## Assignment
Every record below must come back exactly as given.

## Data provided
——

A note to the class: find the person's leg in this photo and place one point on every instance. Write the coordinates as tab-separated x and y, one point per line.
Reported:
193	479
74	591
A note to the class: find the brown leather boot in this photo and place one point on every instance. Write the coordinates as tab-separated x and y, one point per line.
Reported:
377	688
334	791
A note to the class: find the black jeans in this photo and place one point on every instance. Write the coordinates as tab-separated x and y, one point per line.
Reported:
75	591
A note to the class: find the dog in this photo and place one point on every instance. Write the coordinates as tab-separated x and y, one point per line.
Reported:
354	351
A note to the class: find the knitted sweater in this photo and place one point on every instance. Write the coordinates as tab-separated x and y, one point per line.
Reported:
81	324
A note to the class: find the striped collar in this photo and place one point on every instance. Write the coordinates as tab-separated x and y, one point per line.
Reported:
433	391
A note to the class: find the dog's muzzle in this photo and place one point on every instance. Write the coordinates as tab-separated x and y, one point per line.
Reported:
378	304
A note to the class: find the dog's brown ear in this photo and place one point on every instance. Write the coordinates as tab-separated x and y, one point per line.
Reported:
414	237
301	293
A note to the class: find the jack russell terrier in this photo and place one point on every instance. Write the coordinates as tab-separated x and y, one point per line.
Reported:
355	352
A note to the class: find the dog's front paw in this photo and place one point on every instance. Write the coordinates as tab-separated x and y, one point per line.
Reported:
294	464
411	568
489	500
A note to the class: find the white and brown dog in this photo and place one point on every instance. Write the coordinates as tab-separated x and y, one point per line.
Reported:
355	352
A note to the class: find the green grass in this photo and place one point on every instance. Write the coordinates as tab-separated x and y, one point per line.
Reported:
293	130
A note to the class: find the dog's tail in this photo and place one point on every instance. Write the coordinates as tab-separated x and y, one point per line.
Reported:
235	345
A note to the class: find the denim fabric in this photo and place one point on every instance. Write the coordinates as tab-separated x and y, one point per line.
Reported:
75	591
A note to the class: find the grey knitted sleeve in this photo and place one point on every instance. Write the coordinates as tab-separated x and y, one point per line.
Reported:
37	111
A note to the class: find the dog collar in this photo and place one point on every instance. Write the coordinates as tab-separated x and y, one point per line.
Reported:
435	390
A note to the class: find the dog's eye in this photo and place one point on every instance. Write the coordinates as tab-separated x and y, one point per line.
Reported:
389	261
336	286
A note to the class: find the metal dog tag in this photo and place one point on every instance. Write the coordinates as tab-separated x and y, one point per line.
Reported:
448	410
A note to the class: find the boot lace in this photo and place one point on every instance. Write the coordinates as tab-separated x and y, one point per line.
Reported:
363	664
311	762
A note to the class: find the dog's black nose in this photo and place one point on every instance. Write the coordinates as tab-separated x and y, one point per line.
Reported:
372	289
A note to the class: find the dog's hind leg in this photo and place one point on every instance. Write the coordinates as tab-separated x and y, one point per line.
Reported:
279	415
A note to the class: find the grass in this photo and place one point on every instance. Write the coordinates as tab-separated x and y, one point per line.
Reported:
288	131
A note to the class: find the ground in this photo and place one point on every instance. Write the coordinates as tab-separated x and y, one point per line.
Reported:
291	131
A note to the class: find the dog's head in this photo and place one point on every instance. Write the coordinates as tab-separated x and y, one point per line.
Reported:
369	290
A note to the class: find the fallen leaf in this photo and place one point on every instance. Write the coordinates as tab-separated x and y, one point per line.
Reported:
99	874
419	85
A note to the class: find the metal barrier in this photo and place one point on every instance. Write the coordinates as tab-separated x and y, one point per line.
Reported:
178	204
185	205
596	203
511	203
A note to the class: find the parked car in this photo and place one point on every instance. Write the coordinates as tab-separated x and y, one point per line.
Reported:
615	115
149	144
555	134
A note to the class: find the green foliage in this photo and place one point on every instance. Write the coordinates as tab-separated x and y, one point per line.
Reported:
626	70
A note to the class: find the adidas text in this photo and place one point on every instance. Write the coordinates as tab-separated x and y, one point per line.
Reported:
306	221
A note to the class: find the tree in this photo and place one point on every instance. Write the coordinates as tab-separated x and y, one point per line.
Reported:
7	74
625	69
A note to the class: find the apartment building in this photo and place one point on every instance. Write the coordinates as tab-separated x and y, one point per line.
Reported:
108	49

——

## Solution to this exercise
A note to the class: find the person's leg in this photo and place one point on every instance. Write the coordinates as tab-separated x and y, one point per line.
Reported:
193	479
74	591
A note to the class: find the brown leather boot in this photo and place one point on every instance. Write the coordinates as tab-separated x and y, one point per line.
Reported:
377	688
334	791
A note to the class: find the black jeans in this photo and place one point on every instance. Write the coordinates as tab-separated x and y, one point per line.
Reported:
75	591
A note to the class: find the dog in this photo and place one point on every instance. Write the coordinates as tab-separated x and y, one point per line.
Reported:
354	351
A note to the class: find the knitted sweater in this photo and place one point on every instance. Write the coordinates as tab-separated x and y, one point per line.
Reported:
81	324
A note to the class: find the striped collar in this photo and place one point on every instance. Write the coordinates as tab-separated x and y, one point per line.
Reported:
433	391
A note to the class: find the dog's muzzle in this photo and place one point on every instance. Write the coordinates as tab-separated x and y, one point per line.
Reported:
378	304
A note to the class: find the dog's brown ear in this photo and place one point on every instance. Write the coordinates as tab-separated x and y, one point per line.
Reported:
414	237
301	293
A note to the class: find the jack russell terrier in this photo and place one point on every instance. Write the coordinates as tab-separated x and y, one point per line.
Reported:
355	352
A note to the class: find the dog's front paw in this photo and place one point on every instance. Write the coordinates as tab-separated x and y, one point per line.
Reported:
294	464
411	568
489	500
A note to the class: find the white and brown dog in this photo and place one point on every instance. Write the coordinates as tab-separated x and y, one point per line.
Reported:
355	352
A note to the class: find the green grass in this photo and place one point on every instance. Write the coordinates as tab-separated x and y, one point per line.
Reported:
293	130
A note to the class: find the dog's tail in this photo and place one point on every instance. Write the coordinates as tab-separated x and y, one point per line.
Reported:
235	345
A note to the class: find the denim fabric in this photo and place one point on every instance. Write the coordinates as tab-separated x and y, one point per line.
Reported:
75	591
A note to the class: find the grey knitted sleeve in this photo and place one point on every instance. Write the coordinates as tab-separated x and y, one point per line.
Reported:
37	111
A note to the class: find the dog collar in this photo and place one point on every instance. Write the coordinates as tab-separated x and y, one point per line.
Reported:
435	390
A note to the class: find the dog's eye in this photo and place one point on every instance. Write the coordinates as tab-separated x and y, one point per line.
Reported:
389	261
336	286
A note to the class: find the metal dog tag in this photo and place one point on every instance. Write the coordinates as tab-separated x and y, one point per line.
Reported:
448	410
A note to the class: find the boot lace in this photo and place one point on every instance. Write the coordinates as tab-separated x and y, one point per line.
Reported:
363	664
311	762
A note to the class: find the dog's black nose in this photo and place one point on every instance. Write the coordinates as tab-separated x and y, one point per line.
Reported:
372	289
A note to the class: find the dog's hind leg in this photo and place one point on every instance. Write the coordinates as tab-separated x and y, one point per line.
Reported:
279	415
A note to the class: find the grass in this photo and place one point on every instance. Write the coordinates as tab-separated x and y, one point per line.
Reported:
288	131
A note to the class: find the ground in this photo and place one point on every instance. Write the coordinates as tab-separated x and y, one point per line.
Reported:
291	131
A note to the class: find the dog's head in this photo and place one point on every instance. Write the coordinates as tab-separated x and y, one point per line.
Reported:
369	290
A note to the class: find the fallen leaf in this photo and place one point on every instance. Write the coordinates as tab-separated x and y, one point per line.
Reported:
99	874
419	85
A note to the class: find the metal barrier in this photo and place one point on every instance. Write the coordinates as tab-separated x and y, one point per line.
Reported:
178	204
185	205
596	203
511	203
A note to the class: find the parked car in this photo and place one point on every instance. Write the coordinates as tab-separated x and y, one point per line.
Reported:
615	115
149	144
555	134
A note to the class: find the green foliage in this photo and place one point on every instance. Write the coordinates as tab-separated x and y, one point per line.
Reported:
626	70
A note to the class: find the adidas text in this photo and place one point on every instance. Write the coordinates as tab-separated x and y, one point per line.
Reported:
306	221
A note to the class: find the tree in this photo and place one point on every instance. Write the coordinates as tab-separated x and y, one point per line.
Reported:
7	74
625	69
A note to the class: find the apartment building in this photo and place one point on every instance. Write the coordinates as tab-separated x and y, one point per line.
Reported:
108	49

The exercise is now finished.